Render every line of the items below as a Markdown table with the columns "No." and "Item line," numbering each row and omitting blank lines.
+-------+
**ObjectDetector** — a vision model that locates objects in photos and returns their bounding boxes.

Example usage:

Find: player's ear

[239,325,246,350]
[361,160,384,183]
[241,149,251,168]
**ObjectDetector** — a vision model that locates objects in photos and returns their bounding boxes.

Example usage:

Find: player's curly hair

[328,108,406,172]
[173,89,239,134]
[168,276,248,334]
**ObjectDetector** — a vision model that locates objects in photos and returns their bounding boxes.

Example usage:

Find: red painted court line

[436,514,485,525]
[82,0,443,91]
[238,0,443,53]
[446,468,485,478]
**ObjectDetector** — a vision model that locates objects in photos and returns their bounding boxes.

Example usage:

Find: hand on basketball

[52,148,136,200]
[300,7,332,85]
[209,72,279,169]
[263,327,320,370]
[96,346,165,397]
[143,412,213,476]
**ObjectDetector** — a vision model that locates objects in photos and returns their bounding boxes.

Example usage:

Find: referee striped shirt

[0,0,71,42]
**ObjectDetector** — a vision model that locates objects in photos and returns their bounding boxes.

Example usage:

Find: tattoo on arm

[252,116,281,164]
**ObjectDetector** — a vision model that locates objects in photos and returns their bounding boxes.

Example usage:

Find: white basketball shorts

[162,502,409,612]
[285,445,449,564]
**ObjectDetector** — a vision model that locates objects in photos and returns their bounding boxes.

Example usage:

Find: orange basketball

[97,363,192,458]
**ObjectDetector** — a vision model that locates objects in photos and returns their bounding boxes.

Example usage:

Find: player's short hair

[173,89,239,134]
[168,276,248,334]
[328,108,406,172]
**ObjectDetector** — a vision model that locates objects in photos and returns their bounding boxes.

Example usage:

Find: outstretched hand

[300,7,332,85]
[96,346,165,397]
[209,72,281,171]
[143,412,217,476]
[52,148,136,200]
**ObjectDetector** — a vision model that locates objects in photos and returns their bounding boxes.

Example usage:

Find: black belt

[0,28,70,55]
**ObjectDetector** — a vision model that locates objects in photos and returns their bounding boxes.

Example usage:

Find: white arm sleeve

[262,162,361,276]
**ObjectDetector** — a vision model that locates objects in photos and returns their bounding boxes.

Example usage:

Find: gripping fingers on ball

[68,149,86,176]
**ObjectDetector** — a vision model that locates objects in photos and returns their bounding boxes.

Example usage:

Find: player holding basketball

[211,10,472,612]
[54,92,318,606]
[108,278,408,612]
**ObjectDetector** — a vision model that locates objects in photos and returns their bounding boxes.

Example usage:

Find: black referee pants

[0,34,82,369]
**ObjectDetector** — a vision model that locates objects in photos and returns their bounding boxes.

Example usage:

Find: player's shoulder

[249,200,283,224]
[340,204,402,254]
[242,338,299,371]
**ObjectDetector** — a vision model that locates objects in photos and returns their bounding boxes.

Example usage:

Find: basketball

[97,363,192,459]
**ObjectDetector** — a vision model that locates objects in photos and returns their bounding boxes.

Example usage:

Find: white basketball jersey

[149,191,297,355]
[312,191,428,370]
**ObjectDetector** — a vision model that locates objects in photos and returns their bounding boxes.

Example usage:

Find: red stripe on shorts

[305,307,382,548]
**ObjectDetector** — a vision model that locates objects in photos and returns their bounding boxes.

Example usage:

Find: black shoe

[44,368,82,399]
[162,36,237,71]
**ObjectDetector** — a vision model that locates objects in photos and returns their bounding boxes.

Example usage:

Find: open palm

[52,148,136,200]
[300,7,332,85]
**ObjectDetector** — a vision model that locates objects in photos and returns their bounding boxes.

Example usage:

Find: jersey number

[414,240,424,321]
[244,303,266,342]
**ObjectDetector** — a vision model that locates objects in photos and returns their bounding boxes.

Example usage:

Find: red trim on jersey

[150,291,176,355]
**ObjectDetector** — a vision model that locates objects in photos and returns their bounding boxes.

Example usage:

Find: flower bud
+-------+
### Answer to this exercise:
| No. | Item line |
|---|---|
| 1 | **ObjectDetector** — a vision model that locates objects in photos and returns their bounding boxes. |
| 2 | Example usage: |
| 3 | Find: player's ear |
| 4 | [239,325,246,350] |
| 5 | [361,160,384,183] |
| 6 | [241,149,251,168] |
| 7 | **ObjectDetector** — a vision model that locates objects in photos and returns their bounding boxes. |
| 8 | Example usage: |
| 9 | Find: player's curly hair |
| 10 | [328,108,406,172] |
| 11 | [173,89,239,134] |
| 12 | [168,276,248,334] |
| 13 | **ObjectDetector** — a vision model that locates objects in photos and returns their bounding boxes. |
| 14 | Example usage: |
| 15 | Find: red painted court line |
| 16 | [436,514,485,525] |
| 17 | [82,0,443,91] |
| 18 | [238,0,443,53] |
| 19 | [446,468,485,478] |
| 20 | **ObjectDetector** — a vision model that locates objects in photos and returns their bounding boxes. |
| 21 | Example usage: |
| 22 | Find: hand on basketball |
| 23 | [52,148,136,200] |
| 24 | [300,7,332,85] |
| 25 | [209,72,279,169] |
| 26 | [263,327,320,370] |
| 27 | [96,346,165,397] |
| 28 | [143,412,213,476] |
| 29 | **ObjectDetector** — a vision model that locates objects in photos and returns their bounding boxes. |
| 30 | Example usage: |
| 31 | Find: referee striped shirt |
| 32 | [0,0,71,42] |
| 33 | **ObjectDetector** — a vision model that locates objects in photos and returns their bounding boxes. |
| 34 | Example usage: |
| 35 | Find: tattoo on arm |
| 36 | [252,116,281,164] |
| 37 | **ObjectDetector** — a vision model that locates objects in photos and returns their bounding boxes. |
| 38 | Example usage: |
| 39 | Find: white basketball shorts |
| 40 | [162,502,409,612] |
| 41 | [285,445,449,564] |
| 42 | **ObjectDetector** — a vision model that locates objects in photos and returns their bounding boxes. |
| 43 | Example usage: |
| 44 | Find: orange basketball |
| 45 | [97,363,192,458] |
| 46 | **ObjectDetector** — a vision model that locates objects in photos and returns their bounding boxes. |
| 47 | Example usage: |
| 48 | Find: player's short hair |
| 49 | [173,89,239,134] |
| 50 | [168,276,248,334] |
| 51 | [328,108,406,172] |
| 52 | **ObjectDetector** — a vision model that locates objects in photos and returns their bounding boxes. |
| 53 | Example usage: |
| 54 | Find: outstretched hand |
| 55 | [300,7,332,85] |
| 56 | [96,346,165,397] |
| 57 | [209,72,281,171] |
| 58 | [143,412,217,476] |
| 59 | [52,148,136,200] |
| 60 | **ObjectDetector** — a vision model that locates objects in photos and returns their bounding boxes. |
| 61 | Example usage: |
| 62 | Find: black belt |
| 63 | [0,28,70,55] |
| 64 | **ObjectDetector** — a vision model that locates objects in photos and returns their bounding boxes. |
| 65 | Example usage: |
| 66 | Find: white arm sleeve |
| 67 | [262,162,361,276] |
| 68 | **ObjectDetector** — a vision model that locates objects in photos and returns their bounding boxes. |
| 69 | Example usage: |
| 70 | Find: gripping fingers on ball |
| 71 | [68,149,86,176] |
| 72 | **ObjectDetector** — a vision model that locates objects in photos and returns their bounding boxes. |
| 73 | Example usage: |
| 74 | Find: player holding basketball |
| 75 | [211,10,472,612] |
| 76 | [54,92,318,606] |
| 77 | [108,278,408,612] |
| 78 | **ObjectDetector** — a vision model that locates objects in photos and returns their bounding boxes. |
| 79 | Example usage: |
| 80 | Find: black referee pants |
| 81 | [0,34,82,369] |
| 82 | **ObjectDetector** — a vision model that locates objects in photos and returns their bounding boxes. |
| 83 | Example usage: |
| 84 | Find: player's shoulder |
| 85 | [249,200,283,224] |
| 86 | [340,204,402,254] |
| 87 | [242,338,299,371] |
| 88 | **ObjectDetector** — a vision model that locates objects in photos and returns their bounding boxes. |
| 89 | Example usage: |
| 90 | Find: basketball |
| 91 | [97,363,192,459] |
| 92 | **ObjectDetector** — a vision model that locates objects in photos and returns their bounding boxes. |
| 93 | Example usage: |
| 94 | Find: white basketball jersey |
| 95 | [149,191,297,355] |
| 96 | [312,191,428,370] |
| 97 | **ObjectDetector** — a vision model that locates objects in photos and returns their bounding boxes. |
| 98 | Example usage: |
| 99 | Find: red stripe on shorts |
| 100 | [305,307,382,548] |
| 101 | **ObjectDetector** — a vision model that locates objects in photos and returns their bounding boxes. |
| 102 | Example usage: |
| 103 | Find: black shoe |
| 104 | [44,368,82,399] |
| 105 | [162,36,237,71] |
| 106 | **ObjectDetector** — a vision model that locates objects in photos and returns their bounding boxes. |
| 107 | Example usage: |
| 108 | Find: open palm |
| 109 | [52,148,136,200] |
| 110 | [300,7,332,85] |
| 111 | **ObjectDetector** — a vision model that locates objects in photos and returns their bounding boxes. |
| 112 | Example usage: |
| 113 | Find: jersey number |
| 114 | [414,240,424,321] |
| 115 | [244,303,266,342] |
| 116 | **ObjectDetector** — a vision model that locates objects in photos and returns their bounding boxes. |
| 117 | Example usage: |
| 118 | Find: red trim on jersey |
| 119 | [150,291,176,355] |
| 120 | **ObjectDetector** — a vision model that locates objects in photos and returns their bounding boxes. |
| 121 | Example usage: |
| 122 | Find: flower bud |